### WHAT THE EXERCISE ASKS:
Retype the listing below word for word, from its first line through the line that contains "column 14, row 48", including that line.

### DATASET RECORDS:
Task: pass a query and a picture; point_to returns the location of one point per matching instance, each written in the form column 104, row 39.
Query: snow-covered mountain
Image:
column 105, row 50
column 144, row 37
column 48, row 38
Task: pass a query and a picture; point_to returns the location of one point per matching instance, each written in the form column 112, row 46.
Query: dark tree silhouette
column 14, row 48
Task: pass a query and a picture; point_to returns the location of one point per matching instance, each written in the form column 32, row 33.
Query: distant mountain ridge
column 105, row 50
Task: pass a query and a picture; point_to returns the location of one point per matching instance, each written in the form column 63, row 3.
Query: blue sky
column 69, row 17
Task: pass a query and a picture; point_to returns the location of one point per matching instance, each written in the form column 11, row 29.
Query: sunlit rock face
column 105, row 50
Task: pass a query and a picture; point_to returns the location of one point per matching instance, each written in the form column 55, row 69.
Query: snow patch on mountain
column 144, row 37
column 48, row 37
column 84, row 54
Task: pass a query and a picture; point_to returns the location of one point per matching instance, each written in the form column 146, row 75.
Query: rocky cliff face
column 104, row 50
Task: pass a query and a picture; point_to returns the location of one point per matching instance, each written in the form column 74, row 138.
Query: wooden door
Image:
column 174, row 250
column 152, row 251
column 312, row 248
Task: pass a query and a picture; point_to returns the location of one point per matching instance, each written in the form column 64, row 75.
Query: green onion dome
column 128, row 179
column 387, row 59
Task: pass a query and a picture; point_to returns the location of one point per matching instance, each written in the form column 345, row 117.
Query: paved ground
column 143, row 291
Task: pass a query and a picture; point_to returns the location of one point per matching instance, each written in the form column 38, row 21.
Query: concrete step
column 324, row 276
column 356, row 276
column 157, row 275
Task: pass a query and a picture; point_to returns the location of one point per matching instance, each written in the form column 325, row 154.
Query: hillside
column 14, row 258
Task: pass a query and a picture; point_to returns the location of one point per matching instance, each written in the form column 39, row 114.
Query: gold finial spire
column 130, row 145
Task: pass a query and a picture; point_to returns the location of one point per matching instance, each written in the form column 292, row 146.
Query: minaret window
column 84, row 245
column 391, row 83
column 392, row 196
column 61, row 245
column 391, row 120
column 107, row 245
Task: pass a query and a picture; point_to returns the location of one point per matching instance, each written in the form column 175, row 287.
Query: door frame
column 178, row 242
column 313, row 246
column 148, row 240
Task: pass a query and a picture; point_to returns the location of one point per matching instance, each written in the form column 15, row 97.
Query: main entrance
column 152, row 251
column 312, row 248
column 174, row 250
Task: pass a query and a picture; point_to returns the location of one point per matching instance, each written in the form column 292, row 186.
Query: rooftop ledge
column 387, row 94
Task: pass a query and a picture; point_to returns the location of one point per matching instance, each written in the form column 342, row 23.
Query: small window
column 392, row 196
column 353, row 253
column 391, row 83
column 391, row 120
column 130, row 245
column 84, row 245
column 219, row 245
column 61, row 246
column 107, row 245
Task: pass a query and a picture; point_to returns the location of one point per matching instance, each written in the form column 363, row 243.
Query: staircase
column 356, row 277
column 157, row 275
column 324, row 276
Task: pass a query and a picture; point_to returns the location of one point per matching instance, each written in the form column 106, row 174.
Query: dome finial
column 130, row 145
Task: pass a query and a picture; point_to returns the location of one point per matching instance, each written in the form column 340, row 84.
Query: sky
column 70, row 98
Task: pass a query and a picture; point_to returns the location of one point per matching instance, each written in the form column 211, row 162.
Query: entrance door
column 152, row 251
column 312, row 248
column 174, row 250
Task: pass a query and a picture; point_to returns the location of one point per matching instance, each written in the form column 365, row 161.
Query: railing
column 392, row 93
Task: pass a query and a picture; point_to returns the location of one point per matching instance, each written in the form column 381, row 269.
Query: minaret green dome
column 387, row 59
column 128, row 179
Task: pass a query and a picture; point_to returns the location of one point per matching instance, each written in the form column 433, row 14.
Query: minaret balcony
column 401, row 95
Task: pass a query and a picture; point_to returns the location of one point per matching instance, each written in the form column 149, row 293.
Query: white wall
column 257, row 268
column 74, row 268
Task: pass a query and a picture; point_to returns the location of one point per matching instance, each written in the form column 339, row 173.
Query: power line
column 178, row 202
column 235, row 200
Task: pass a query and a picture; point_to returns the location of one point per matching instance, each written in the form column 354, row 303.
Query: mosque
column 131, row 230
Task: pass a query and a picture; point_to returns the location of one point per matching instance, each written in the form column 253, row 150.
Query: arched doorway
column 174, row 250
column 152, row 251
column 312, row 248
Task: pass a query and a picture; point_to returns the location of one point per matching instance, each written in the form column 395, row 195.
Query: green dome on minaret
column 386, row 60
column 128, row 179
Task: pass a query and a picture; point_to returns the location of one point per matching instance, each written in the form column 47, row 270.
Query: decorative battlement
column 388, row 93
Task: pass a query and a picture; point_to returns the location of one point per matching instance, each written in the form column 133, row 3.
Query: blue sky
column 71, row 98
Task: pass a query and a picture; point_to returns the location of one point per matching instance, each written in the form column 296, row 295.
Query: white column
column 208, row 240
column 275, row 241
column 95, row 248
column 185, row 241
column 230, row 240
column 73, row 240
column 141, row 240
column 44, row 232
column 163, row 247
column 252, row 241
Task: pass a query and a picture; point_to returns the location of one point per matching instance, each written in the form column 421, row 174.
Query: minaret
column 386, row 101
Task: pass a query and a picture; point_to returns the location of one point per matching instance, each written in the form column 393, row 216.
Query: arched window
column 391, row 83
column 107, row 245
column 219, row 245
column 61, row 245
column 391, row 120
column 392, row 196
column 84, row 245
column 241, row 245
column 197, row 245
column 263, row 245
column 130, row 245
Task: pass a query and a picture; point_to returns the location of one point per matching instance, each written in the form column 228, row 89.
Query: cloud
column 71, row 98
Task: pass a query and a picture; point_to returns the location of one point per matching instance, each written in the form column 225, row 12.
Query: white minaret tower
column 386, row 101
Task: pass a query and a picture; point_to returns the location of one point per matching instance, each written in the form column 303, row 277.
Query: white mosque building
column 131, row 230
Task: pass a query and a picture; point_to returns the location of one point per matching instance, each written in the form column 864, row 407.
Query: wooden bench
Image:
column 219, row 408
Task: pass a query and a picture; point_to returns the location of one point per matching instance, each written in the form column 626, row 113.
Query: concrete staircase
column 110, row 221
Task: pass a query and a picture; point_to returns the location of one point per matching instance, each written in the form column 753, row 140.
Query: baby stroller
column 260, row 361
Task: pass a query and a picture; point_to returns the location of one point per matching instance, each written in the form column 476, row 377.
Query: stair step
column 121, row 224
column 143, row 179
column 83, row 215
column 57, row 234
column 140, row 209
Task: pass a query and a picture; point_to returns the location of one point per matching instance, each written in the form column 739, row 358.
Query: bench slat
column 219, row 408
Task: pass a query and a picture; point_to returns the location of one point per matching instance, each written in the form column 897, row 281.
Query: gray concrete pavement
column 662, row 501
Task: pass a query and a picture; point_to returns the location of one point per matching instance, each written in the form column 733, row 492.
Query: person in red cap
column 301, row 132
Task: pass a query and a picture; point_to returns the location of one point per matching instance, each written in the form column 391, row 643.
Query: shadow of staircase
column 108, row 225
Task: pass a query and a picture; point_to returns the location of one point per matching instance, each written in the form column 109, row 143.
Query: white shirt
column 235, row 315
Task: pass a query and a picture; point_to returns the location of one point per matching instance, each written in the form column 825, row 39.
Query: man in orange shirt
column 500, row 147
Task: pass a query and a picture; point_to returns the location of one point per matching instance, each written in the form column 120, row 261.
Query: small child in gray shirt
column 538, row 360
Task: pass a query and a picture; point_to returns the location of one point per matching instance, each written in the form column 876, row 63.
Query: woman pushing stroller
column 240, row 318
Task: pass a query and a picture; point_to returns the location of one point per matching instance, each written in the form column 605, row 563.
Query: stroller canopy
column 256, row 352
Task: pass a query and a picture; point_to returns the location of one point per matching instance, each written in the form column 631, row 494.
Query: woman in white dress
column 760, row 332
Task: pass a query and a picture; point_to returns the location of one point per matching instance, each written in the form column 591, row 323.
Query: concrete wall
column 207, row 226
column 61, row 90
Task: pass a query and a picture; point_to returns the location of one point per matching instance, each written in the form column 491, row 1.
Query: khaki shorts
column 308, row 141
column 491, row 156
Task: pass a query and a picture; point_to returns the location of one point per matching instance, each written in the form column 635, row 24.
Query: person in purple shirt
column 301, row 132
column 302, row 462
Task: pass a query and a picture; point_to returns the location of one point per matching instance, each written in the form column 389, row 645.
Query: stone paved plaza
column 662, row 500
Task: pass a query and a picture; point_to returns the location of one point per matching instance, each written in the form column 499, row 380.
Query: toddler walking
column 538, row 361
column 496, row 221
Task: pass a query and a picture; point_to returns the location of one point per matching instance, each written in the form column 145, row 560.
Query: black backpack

### CORRECT RESULT:
Task: pass a query and a picture; point_to returns the location of one point per matching instance, each written in the form column 104, row 39.
Query: snow-covered mountain
Image:
column 105, row 50
column 144, row 37
column 48, row 38
Task: pass a query and a picture; point_to returns the location of one point per matching instance, each written in the form column 112, row 46.
Query: dark tree silhouette
column 14, row 48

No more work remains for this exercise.